The Lecture Room TV show was first aired in July 2001, with an academic lecture by Nobel laureate C. N. Yang followed by an army of famed Chinese scientists and economists.
However, the TV show suffered setbacks with its ratings during the first few years, even after it was transformed into an academic talk show between famous scholars.
The situation took a turn for the better when Nie Congcong, the predecessor of producer Wan Wei, tailored the programme to cater to contemporary Chinese interest in history and classic literature.
In 2003, Nie invited a group of Chinese writers and scholars, including Wang Meng, Zhou Ruchang, Cai Yijiang and Zhang Qingshan, to share with the audience their interpretations of the "Dreams of the Red Mansion" one of the top four classic Chinese literary works.
This gave the show the spark it needed.
It was Yan Chongnian, an expert of Qing Dynasty (1644-1911) history from Beijing Academy of Social Sciences, who first put the Lecture Room in spotlight.
In 2004, Yan's lecture series about the mysterious tales of Qing Dynasty emperors won sweeping accolades from TV audiences across the nation.
His book about the same topic became bestseller when it hit bookstands.
━━━━
The request:
List the writers and scholars named in the text about the Lecture Room TV show as those Nie Congcong invited in 2003 to share their interpretations of the "Dreams of the Red Mansion".
━━━━
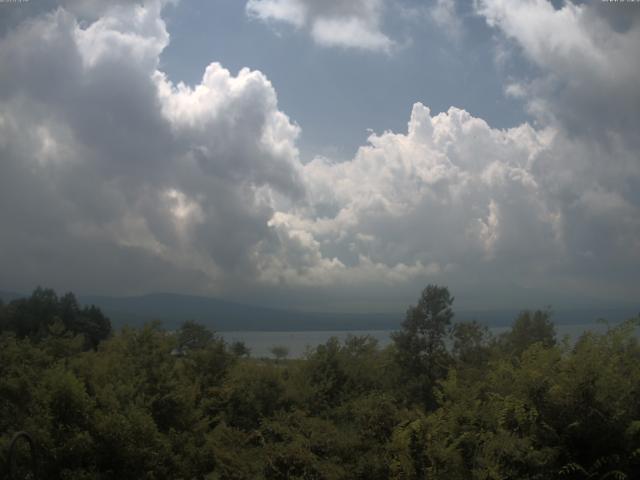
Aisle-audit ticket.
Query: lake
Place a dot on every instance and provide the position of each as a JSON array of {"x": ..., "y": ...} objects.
[{"x": 298, "y": 342}]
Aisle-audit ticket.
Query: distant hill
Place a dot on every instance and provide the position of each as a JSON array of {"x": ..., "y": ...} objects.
[{"x": 222, "y": 315}]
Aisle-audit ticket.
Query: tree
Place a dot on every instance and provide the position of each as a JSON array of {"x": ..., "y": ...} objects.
[
  {"x": 470, "y": 343},
  {"x": 420, "y": 348},
  {"x": 193, "y": 335}
]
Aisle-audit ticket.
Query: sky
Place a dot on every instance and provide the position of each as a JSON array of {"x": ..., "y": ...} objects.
[{"x": 323, "y": 154}]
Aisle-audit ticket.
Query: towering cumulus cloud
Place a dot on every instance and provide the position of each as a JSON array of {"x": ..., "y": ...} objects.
[
  {"x": 118, "y": 179},
  {"x": 113, "y": 175}
]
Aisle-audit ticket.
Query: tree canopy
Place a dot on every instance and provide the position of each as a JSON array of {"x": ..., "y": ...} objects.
[{"x": 520, "y": 406}]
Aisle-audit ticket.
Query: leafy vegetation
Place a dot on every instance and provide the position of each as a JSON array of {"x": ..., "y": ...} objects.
[{"x": 445, "y": 400}]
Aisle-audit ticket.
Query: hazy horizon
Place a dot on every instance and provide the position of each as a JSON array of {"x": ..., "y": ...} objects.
[{"x": 329, "y": 156}]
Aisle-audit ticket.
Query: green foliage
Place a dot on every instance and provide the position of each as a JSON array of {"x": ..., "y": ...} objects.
[
  {"x": 420, "y": 345},
  {"x": 519, "y": 407},
  {"x": 34, "y": 317}
]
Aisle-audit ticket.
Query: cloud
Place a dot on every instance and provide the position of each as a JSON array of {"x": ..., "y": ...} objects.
[
  {"x": 354, "y": 24},
  {"x": 443, "y": 13},
  {"x": 117, "y": 179},
  {"x": 587, "y": 56}
]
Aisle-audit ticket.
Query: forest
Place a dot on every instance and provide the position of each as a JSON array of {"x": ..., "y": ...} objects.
[{"x": 445, "y": 400}]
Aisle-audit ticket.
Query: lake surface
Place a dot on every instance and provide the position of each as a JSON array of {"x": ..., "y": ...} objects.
[{"x": 299, "y": 342}]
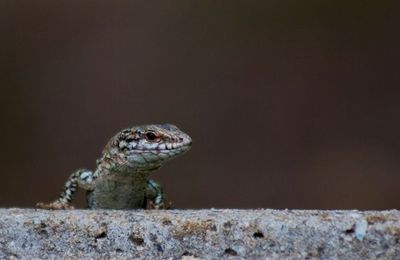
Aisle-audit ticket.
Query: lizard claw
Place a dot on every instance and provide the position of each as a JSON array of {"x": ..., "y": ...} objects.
[{"x": 54, "y": 205}]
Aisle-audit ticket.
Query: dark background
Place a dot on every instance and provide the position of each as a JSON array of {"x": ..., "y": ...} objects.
[{"x": 291, "y": 104}]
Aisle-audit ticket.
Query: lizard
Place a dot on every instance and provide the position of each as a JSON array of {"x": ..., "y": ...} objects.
[{"x": 120, "y": 180}]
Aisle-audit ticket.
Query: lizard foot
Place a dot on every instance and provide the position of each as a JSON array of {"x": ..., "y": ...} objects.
[{"x": 54, "y": 205}]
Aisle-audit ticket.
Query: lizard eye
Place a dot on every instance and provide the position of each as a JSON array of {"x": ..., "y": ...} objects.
[{"x": 151, "y": 136}]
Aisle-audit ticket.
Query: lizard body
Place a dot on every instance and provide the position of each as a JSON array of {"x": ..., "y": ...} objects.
[{"x": 120, "y": 180}]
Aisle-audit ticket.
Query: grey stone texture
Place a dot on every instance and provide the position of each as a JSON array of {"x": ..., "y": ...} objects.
[{"x": 208, "y": 233}]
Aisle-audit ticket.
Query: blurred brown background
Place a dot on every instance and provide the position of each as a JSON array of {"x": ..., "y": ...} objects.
[{"x": 290, "y": 105}]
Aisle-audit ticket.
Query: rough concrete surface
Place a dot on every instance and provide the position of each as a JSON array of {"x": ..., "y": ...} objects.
[{"x": 295, "y": 234}]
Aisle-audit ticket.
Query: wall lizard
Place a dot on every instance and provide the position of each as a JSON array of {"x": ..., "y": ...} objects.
[{"x": 120, "y": 180}]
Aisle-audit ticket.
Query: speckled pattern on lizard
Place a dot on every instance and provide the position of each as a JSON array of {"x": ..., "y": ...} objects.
[{"x": 120, "y": 180}]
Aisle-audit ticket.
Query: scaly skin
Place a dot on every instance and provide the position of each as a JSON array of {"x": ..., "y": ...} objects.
[{"x": 120, "y": 180}]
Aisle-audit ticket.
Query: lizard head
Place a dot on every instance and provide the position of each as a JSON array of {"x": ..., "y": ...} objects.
[{"x": 146, "y": 147}]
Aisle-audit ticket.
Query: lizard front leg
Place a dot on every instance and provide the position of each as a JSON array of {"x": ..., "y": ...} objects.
[
  {"x": 154, "y": 196},
  {"x": 81, "y": 178}
]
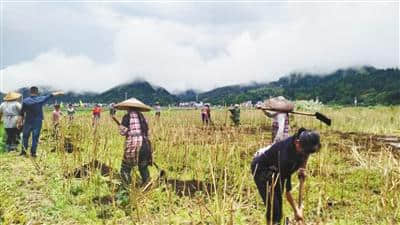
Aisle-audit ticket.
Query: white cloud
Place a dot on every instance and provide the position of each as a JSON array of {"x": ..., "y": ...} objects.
[{"x": 179, "y": 55}]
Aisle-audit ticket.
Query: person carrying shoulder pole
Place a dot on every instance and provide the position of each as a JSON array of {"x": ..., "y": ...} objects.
[
  {"x": 235, "y": 114},
  {"x": 9, "y": 113},
  {"x": 137, "y": 150},
  {"x": 273, "y": 166},
  {"x": 280, "y": 118},
  {"x": 32, "y": 118}
]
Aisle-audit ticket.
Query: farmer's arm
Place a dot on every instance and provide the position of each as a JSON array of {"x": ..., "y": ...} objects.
[
  {"x": 20, "y": 120},
  {"x": 123, "y": 127},
  {"x": 281, "y": 127}
]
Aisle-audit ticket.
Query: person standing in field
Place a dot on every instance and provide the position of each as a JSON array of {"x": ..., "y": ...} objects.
[
  {"x": 96, "y": 112},
  {"x": 204, "y": 115},
  {"x": 10, "y": 111},
  {"x": 273, "y": 166},
  {"x": 280, "y": 119},
  {"x": 137, "y": 151},
  {"x": 157, "y": 108},
  {"x": 56, "y": 119},
  {"x": 208, "y": 110},
  {"x": 235, "y": 115},
  {"x": 113, "y": 111},
  {"x": 32, "y": 118},
  {"x": 70, "y": 112}
]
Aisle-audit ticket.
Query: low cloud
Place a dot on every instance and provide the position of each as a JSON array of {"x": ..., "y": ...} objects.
[{"x": 179, "y": 55}]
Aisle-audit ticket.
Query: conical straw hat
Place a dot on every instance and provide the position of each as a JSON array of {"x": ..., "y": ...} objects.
[
  {"x": 11, "y": 96},
  {"x": 279, "y": 103},
  {"x": 133, "y": 103}
]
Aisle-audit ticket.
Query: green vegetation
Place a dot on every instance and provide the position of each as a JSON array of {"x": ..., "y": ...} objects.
[{"x": 355, "y": 179}]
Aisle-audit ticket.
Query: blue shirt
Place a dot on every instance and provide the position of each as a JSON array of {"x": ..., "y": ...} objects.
[
  {"x": 32, "y": 107},
  {"x": 282, "y": 156}
]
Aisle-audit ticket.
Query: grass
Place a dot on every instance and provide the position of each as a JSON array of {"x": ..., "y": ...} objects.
[{"x": 353, "y": 180}]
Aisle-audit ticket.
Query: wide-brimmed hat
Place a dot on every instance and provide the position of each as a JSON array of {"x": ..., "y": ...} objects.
[
  {"x": 133, "y": 103},
  {"x": 12, "y": 96},
  {"x": 279, "y": 103}
]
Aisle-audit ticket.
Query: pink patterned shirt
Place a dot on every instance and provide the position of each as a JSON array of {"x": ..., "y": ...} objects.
[{"x": 133, "y": 136}]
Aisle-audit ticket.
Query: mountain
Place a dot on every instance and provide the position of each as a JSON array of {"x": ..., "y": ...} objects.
[
  {"x": 189, "y": 95},
  {"x": 66, "y": 98},
  {"x": 371, "y": 86},
  {"x": 138, "y": 89}
]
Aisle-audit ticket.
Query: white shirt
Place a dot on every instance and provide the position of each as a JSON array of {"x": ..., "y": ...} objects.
[{"x": 10, "y": 111}]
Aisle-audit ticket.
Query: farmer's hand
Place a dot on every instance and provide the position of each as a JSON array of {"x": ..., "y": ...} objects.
[
  {"x": 298, "y": 214},
  {"x": 302, "y": 173},
  {"x": 57, "y": 93}
]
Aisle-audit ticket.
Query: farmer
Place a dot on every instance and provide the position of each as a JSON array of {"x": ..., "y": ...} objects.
[
  {"x": 235, "y": 115},
  {"x": 273, "y": 166},
  {"x": 113, "y": 111},
  {"x": 157, "y": 108},
  {"x": 208, "y": 110},
  {"x": 56, "y": 119},
  {"x": 280, "y": 118},
  {"x": 96, "y": 114},
  {"x": 137, "y": 150},
  {"x": 204, "y": 115},
  {"x": 9, "y": 112},
  {"x": 70, "y": 112},
  {"x": 32, "y": 117}
]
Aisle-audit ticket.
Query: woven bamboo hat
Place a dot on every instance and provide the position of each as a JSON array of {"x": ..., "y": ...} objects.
[
  {"x": 133, "y": 103},
  {"x": 12, "y": 96}
]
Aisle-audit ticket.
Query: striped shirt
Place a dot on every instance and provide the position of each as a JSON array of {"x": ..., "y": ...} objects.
[{"x": 134, "y": 138}]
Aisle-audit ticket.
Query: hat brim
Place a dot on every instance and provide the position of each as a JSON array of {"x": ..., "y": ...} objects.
[{"x": 133, "y": 104}]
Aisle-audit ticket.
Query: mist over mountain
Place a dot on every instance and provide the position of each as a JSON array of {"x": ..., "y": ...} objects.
[{"x": 369, "y": 85}]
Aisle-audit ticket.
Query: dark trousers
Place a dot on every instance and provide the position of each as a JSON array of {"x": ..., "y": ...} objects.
[
  {"x": 11, "y": 138},
  {"x": 33, "y": 127},
  {"x": 145, "y": 158},
  {"x": 270, "y": 188},
  {"x": 126, "y": 168}
]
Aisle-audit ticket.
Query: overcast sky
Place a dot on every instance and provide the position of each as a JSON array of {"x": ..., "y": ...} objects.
[{"x": 95, "y": 46}]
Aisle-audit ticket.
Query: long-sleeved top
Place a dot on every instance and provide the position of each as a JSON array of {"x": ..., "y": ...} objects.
[
  {"x": 131, "y": 129},
  {"x": 10, "y": 111},
  {"x": 32, "y": 107}
]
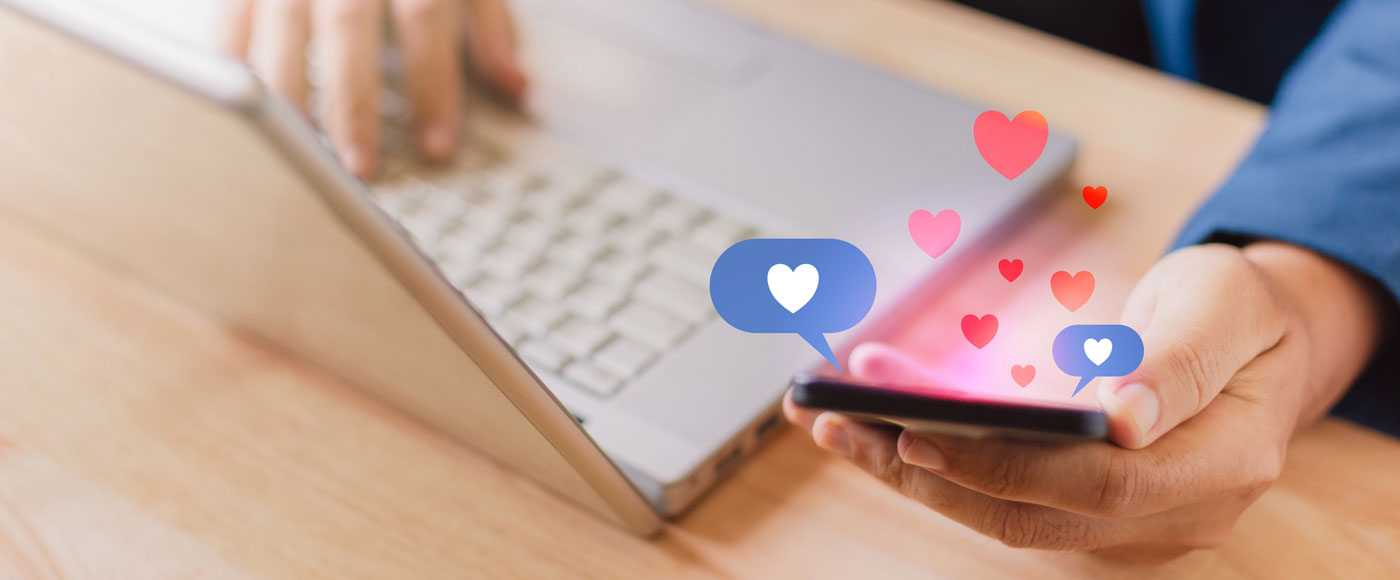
━━━━
Reply:
Wang Meng, Zhou Ruchang, Cai Yijiang, Zhang Qingshan